BACKGROUND

1. Field of the Disclosure

The disclosure relates to a method for the dispensing of a hot beverage and a device for implementing the method

2. Discussion of the Background Art

A number of different parameters are taken into consideration in the brewing of hot beverages in modern beverage vending machines. In the preparation of coffee, for example, the degrees of roasting and grinding of the coffee beans, the ratio of coffee powder to hot water, or the duration of the brewing process are taken into account for this purpose. Also, parameters such as the temperature of the hot water, the pressure inside the brewing chamber, or the type of filter are selected in a targeted manner, based on their effects on the taste of a finished coffee drink.

In this case, the concentration of the coffee solution is decisive for the taste of a coffee drink. The latter corresponds to the amount of dissolved coffee in relation to the hot wafer and determines the strength of a coffee. The concentration of a coffee depends on how much coffee powder is used for the brewing process and what proportion of the coffee powder is dissolved in the hot water. The proportion by weight of the coffee powder, which is used for the brewing process and which is dissolved in water, is designated in this connection as extraction and increases with increasing duration of the brewing process. With increasing duration of the brewing process, however, increasingly more undesired bitter substances are also leached out of the coffee powder and transferred to the liquid. In order to increase the concentration of a coffee drink, accordingly, on the one hand, the quantity of coffee powder being brewed, and, on the other hand, the duration of the brewing process can be increased. In order to avoid an increased quantity of bitter substances in the finished coffee drink due to a long brewing time, the quantity of coffee powder is usually increased instead of the brewing time, so as to obtain the desired concentration. The optimal concentration for black coffee, for example, lies between 1.30 wt.% and 1.55 wt.%, and the optimal extraction lies between 18 wt.% and 22 wt.%, in each case referred to the total weight of the finished hot beverage.

■ ■ ■ ■

• Set tasks:
**a)** In the background section on hot beverage dispensing, rewrite the passage from "1. Field of" to "finished coffee drink.", replacing "brewing chamber" with "brewing unit".
**b)** Answer these questions using the background section on hot beverage dispensing:
(i) What does the disclosure relate to?
(ii) What range does the section give as the optimal concentration for black coffee?
(iii) What is usually increased instead of the brewing time to reach the desired concentration?

• Record extracts:
■ ■ ■ ■

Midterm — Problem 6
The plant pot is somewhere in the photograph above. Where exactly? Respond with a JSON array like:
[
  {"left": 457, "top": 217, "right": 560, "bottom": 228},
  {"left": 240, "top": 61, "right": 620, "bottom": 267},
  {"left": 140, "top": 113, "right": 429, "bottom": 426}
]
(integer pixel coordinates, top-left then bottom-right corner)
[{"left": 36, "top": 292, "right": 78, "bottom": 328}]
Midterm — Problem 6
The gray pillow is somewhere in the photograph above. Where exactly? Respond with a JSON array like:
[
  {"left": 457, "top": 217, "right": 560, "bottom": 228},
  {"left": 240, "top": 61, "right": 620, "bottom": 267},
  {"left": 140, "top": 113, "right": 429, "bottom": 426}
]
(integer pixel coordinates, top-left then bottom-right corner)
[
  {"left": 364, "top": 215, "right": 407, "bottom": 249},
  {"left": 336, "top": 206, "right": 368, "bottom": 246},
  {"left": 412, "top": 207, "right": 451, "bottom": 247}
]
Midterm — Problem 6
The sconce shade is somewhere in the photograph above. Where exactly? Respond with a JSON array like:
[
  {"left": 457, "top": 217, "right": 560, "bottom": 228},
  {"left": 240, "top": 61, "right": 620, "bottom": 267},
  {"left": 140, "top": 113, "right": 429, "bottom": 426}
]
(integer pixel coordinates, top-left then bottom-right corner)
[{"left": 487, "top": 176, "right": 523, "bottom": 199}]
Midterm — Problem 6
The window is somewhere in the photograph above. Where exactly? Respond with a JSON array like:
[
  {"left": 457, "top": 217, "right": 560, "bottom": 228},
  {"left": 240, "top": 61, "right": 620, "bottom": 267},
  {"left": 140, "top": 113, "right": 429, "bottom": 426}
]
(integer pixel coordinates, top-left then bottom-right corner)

■ ■ ■ ■

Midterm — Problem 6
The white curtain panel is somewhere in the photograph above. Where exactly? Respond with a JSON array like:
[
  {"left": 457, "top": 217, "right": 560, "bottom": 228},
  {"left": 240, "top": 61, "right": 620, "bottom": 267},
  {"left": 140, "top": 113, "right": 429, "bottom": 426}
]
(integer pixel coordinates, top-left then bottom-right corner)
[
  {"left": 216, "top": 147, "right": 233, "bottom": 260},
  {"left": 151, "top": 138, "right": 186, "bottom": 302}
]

■ ■ ■ ■

• Answers to the exercise:
**a)**
1. Field of the Disclosure

The disclosure relates to a method for the dispensing of a hot beverage and a device for implementing the method

2. Discussion of the Background Art

A number of different parameters are taken into consideration in the brewing of hot beverages in modern beverage vending machines. In the preparation of coffee, for example, the degrees of roasting and grinding of the coffee beans, the ratio of coffee powder to hot water, or the duration of the brewing process are taken into account for this purpose. Also, parameters such as the temperature of the hot water, the pressure inside the brewing unit, or the type of filter are selected in a targeted manner, based on their effects on the taste of a finished coffee drink.

**b)**
(i) A method for dispensing a hot beverage and a device for implementing the method.
(ii) Between 1.30 wt.% and 1.55 wt.%.
(iii) The quantity of coffee powder.